TASK DESCRIPTION:
Update the material below by changing every "One point per instance" to "Mark each instance" and leave everything else as it is.

==================================================

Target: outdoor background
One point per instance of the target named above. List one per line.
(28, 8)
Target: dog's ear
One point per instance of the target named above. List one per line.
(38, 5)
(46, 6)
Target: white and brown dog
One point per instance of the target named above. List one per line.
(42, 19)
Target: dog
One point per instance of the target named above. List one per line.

==================================================

OUTPUT BELOW:
Target: outdoor background
Mark each instance of the target named above. List one per line.
(28, 8)
Target: dog's ear
Mark each instance of the target named above. List one per line.
(38, 5)
(46, 6)
Target: white and brown dog
Mark each instance of the target named above. List one per line.
(42, 19)
Target: dog
Mark each instance of the target named above. List one per line.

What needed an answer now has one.